Extracted information

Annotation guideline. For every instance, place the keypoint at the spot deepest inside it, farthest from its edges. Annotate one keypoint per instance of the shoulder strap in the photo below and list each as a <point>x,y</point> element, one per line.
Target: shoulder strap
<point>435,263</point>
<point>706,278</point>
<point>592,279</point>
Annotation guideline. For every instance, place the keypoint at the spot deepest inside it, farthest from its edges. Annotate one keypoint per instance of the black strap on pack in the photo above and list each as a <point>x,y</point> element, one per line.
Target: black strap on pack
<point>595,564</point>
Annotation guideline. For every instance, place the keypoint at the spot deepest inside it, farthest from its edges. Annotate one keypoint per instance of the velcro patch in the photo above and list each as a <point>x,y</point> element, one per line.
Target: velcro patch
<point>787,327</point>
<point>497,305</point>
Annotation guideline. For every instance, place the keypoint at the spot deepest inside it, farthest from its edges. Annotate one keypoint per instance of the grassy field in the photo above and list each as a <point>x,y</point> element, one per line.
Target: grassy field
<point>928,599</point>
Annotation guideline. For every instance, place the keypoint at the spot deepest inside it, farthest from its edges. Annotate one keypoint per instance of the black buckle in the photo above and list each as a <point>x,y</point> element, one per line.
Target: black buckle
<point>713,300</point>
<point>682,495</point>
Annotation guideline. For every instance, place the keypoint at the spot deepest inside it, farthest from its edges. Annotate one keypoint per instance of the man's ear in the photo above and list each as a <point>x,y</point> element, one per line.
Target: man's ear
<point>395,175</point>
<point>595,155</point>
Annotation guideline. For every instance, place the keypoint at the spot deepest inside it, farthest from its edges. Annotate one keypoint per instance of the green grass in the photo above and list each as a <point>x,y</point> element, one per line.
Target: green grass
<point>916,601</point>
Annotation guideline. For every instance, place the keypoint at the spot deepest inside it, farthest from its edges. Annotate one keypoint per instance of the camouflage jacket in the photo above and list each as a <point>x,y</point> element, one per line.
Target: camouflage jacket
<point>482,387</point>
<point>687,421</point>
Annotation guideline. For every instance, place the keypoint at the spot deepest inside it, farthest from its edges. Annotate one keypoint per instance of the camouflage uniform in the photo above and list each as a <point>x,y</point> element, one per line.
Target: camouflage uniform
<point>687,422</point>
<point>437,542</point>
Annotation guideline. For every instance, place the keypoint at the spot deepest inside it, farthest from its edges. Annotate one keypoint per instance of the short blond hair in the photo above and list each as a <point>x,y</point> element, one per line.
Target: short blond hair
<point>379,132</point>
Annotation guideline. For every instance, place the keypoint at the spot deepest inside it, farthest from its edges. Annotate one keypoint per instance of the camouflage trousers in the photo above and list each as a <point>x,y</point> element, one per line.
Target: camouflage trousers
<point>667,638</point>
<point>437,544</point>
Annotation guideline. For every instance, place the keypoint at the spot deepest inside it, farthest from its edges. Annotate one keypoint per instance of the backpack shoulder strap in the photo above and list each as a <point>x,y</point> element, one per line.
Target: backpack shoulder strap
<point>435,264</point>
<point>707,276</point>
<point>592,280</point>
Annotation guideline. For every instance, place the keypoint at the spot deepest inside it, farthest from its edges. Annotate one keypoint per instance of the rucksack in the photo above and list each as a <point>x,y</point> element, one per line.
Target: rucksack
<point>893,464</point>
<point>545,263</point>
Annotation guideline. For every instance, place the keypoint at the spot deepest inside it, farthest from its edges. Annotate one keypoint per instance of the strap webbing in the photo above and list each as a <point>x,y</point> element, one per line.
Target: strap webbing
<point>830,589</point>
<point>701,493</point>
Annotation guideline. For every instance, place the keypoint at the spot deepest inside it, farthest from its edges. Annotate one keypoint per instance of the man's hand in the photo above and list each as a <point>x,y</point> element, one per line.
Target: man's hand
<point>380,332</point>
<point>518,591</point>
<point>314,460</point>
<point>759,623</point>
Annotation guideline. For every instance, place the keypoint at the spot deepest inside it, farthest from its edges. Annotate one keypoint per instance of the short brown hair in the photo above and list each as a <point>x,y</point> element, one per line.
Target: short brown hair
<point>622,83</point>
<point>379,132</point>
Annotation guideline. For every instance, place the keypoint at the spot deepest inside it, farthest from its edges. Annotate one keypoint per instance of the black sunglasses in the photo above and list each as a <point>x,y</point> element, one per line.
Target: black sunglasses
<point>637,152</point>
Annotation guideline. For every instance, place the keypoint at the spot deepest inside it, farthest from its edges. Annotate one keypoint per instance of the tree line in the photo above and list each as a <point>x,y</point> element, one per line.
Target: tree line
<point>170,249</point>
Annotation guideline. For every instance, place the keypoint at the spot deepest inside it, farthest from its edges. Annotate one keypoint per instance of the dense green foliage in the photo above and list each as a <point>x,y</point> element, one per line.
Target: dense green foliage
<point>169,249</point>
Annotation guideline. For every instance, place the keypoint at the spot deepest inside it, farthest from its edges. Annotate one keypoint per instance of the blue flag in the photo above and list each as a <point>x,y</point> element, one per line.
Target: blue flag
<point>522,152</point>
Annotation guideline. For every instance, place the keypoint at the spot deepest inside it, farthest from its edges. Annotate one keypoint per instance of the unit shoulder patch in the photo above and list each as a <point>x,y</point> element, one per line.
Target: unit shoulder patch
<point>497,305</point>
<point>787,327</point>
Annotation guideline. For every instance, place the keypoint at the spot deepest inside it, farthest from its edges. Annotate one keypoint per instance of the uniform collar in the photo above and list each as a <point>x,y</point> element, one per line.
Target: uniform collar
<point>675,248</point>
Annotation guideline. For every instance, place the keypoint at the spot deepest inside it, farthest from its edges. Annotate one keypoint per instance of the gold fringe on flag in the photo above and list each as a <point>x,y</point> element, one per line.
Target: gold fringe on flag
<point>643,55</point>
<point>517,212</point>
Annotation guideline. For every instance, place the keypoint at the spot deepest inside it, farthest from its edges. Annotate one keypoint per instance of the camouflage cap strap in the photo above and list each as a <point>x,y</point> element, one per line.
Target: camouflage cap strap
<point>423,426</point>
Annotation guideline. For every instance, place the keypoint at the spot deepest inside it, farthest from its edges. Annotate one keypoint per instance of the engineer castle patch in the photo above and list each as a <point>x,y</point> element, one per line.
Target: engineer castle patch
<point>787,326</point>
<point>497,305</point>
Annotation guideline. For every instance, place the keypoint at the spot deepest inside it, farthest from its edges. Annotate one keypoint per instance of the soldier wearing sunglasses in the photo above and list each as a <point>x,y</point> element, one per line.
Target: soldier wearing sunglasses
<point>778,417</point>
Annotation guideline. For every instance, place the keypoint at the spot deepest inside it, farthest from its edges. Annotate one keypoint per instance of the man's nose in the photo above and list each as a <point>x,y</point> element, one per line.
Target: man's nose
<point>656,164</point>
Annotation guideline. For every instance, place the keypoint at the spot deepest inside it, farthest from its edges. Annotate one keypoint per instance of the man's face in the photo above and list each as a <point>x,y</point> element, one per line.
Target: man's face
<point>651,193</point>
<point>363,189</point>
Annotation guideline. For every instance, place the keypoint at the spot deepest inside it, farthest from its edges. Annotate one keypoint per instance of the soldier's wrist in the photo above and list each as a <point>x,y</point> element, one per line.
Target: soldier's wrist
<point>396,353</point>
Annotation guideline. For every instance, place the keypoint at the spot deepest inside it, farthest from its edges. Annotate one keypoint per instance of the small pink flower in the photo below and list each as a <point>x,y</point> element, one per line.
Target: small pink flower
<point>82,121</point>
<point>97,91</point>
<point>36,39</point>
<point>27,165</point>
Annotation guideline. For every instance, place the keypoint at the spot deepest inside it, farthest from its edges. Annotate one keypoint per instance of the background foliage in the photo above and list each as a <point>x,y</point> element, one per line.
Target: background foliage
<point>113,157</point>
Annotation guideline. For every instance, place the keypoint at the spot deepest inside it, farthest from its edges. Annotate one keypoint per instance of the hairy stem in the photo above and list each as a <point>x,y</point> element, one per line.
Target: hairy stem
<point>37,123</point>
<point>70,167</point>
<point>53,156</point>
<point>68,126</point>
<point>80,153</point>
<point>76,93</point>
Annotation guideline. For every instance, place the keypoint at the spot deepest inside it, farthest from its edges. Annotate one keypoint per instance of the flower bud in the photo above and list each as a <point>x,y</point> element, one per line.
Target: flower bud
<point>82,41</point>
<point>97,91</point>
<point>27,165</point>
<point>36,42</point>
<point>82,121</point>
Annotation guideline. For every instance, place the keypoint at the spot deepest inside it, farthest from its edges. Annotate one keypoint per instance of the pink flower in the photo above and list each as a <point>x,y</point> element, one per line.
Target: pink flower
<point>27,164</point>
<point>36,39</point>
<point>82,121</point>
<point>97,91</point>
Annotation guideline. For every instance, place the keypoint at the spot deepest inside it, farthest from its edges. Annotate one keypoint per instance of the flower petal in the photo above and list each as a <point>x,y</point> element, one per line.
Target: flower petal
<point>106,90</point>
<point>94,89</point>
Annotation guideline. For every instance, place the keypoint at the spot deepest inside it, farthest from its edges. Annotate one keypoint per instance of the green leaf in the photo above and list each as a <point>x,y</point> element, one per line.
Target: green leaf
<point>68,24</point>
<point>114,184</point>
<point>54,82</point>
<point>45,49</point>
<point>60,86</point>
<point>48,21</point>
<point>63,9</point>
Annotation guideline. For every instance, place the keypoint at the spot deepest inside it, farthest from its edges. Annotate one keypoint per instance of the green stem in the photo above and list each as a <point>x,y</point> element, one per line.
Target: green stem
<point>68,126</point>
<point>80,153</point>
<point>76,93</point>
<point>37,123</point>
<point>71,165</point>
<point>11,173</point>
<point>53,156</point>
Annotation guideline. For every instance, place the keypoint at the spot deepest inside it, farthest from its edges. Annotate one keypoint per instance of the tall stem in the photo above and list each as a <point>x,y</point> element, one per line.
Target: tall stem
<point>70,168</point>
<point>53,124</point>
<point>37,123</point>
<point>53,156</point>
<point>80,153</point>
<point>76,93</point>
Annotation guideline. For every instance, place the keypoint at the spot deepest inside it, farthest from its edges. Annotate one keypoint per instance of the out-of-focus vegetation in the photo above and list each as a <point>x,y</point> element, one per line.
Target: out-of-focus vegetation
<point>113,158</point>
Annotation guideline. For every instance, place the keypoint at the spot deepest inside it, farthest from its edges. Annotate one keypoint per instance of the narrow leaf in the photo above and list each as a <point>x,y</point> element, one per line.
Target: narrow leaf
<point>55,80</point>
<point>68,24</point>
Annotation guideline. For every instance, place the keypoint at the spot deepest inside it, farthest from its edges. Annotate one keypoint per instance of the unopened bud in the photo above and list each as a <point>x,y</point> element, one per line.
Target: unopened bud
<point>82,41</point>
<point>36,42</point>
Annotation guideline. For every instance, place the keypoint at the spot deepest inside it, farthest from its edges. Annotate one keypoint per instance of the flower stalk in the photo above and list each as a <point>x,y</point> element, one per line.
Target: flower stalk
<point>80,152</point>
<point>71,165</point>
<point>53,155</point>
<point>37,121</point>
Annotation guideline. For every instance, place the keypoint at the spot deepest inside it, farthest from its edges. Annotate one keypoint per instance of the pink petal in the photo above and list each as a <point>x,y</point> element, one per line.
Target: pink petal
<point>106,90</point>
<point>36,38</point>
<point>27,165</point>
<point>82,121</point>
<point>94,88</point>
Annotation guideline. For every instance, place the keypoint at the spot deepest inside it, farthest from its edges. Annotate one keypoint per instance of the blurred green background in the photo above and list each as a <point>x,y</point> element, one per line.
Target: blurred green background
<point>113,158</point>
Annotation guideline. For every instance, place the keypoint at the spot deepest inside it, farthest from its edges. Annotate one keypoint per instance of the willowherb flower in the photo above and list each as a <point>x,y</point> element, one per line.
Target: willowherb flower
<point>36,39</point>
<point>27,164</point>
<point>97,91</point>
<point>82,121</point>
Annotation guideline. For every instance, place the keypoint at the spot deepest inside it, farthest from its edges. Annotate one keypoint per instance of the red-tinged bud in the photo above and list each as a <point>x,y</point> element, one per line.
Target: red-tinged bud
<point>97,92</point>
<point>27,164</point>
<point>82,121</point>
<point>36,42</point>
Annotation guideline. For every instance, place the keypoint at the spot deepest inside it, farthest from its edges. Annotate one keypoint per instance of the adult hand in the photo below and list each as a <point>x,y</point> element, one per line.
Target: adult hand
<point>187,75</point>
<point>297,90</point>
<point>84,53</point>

Task
Search the data above for "below" and copy every line where it turns up.

Finished exercise
Annotation guideline. For every instance, place the keypoint at the spot deepest inside it, farthest from its edges. Annotate one keypoint per instance of the shoulder strap in the photo below and list each as a <point>x,y</point> element, one per line.
Annotation guideline. For every instance, place the keypoint at the spot deepest inside it, farthest from its edges. Annotate one keypoint per instance of the small pink flower in the photo below and list each as a <point>x,y</point> element, one per line.
Annotation guideline. For every instance, place the keypoint at the spot deepest inside it, farthest from its edges. Annotate one keypoint per instance of the adult hand in the photo below and list each as a <point>x,y</point> element, one per line.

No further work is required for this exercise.